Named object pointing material
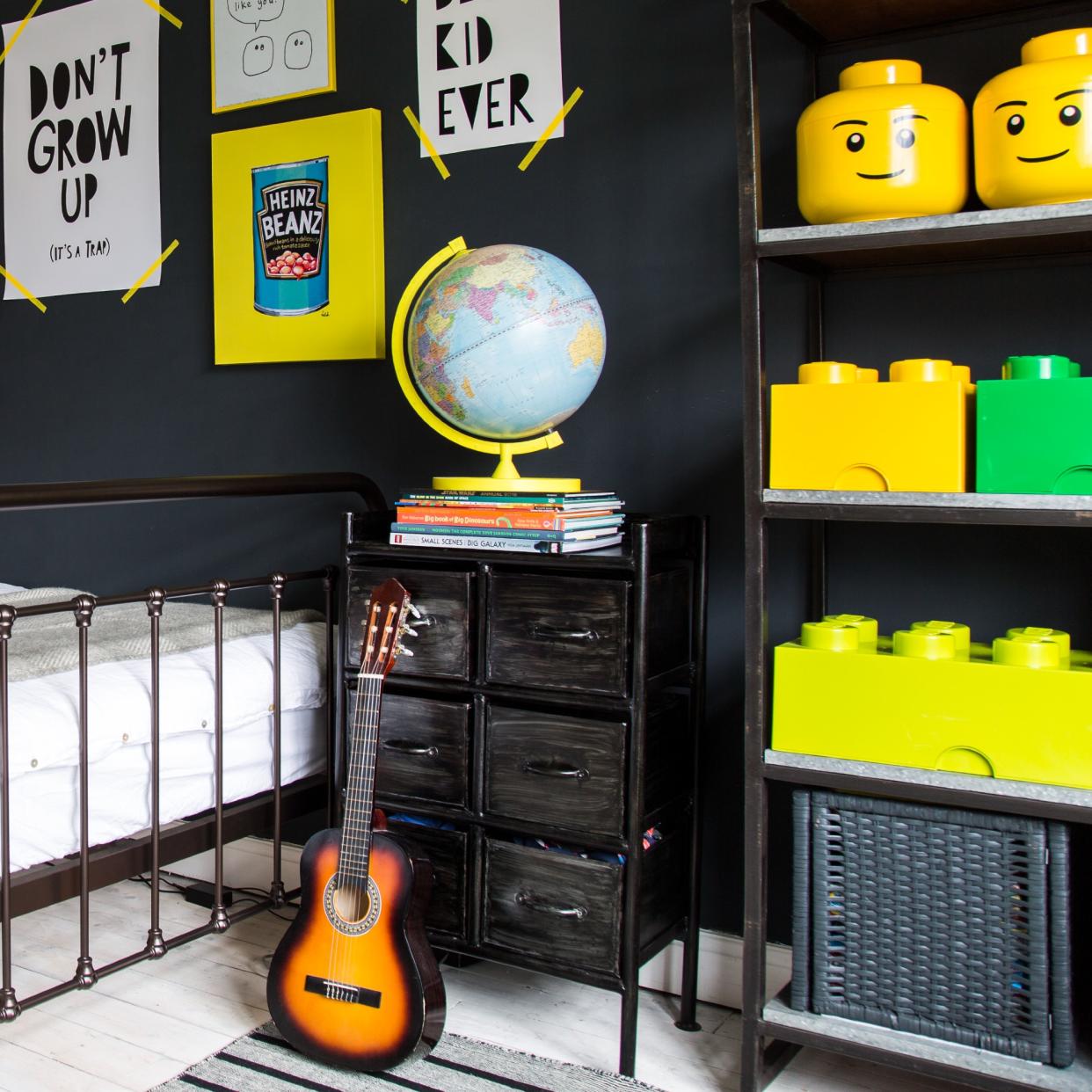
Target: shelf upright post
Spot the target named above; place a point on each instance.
(756, 549)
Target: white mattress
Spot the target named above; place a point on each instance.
(44, 739)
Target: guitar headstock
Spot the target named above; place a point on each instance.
(384, 626)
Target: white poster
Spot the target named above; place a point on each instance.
(270, 49)
(81, 149)
(488, 71)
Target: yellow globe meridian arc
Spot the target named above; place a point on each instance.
(506, 469)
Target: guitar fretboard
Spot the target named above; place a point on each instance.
(360, 783)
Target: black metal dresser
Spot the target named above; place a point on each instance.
(547, 720)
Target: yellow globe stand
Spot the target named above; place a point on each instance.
(506, 477)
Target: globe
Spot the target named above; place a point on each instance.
(506, 342)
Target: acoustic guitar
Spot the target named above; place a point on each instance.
(354, 982)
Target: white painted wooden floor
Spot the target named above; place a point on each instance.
(147, 1023)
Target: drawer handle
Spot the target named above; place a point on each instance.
(406, 747)
(544, 906)
(542, 632)
(549, 770)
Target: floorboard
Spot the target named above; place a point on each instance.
(141, 1025)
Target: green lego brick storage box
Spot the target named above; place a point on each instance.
(1034, 428)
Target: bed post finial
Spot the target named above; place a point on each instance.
(84, 606)
(157, 597)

= Problem details =
Reproduce everything from the line containing "Target: guitar headstock" down to the end of the material, substituting "Locate" for "Spot" wherever it occurs and keeping everything else the same.

= Result of this task =
Target: guitar headstock
Locate the target named above; place a point on each instance.
(384, 626)
Target: white poster
Locate the target named above; place a point on each instance.
(270, 49)
(81, 149)
(488, 71)
Target: yellow globe meridian arc
Locate the target named above; place a point on each instance.
(506, 469)
Target: guitar fretboard
Locate the target named above; place a point on each instance.
(360, 783)
Target: black metal dresser
Locate the target named above; place a point on each instance.
(547, 720)
Target: yellow globe stand
Locate the target named above; place a point on each instance.
(506, 477)
Target: globe
Locate the target named above; place a point on each instance.
(506, 342)
Target: acoustic guitar
Locate the target named above; place a point on each instance.
(354, 982)
Target: white painted wooden floor
Locate the target named above; place a point on each instance.
(147, 1023)
Target: drawer handle
Locate the target named above; place a point on each instance.
(406, 747)
(544, 906)
(542, 632)
(549, 770)
Target: floorboard
Locate the target named above; place a point on each instance.
(141, 1025)
Target: green lego brick storage box
Locate the target named above; place a point on each instance.
(1034, 428)
Target: bed post finial
Locate the target named above; place a point on each instance.
(84, 606)
(157, 597)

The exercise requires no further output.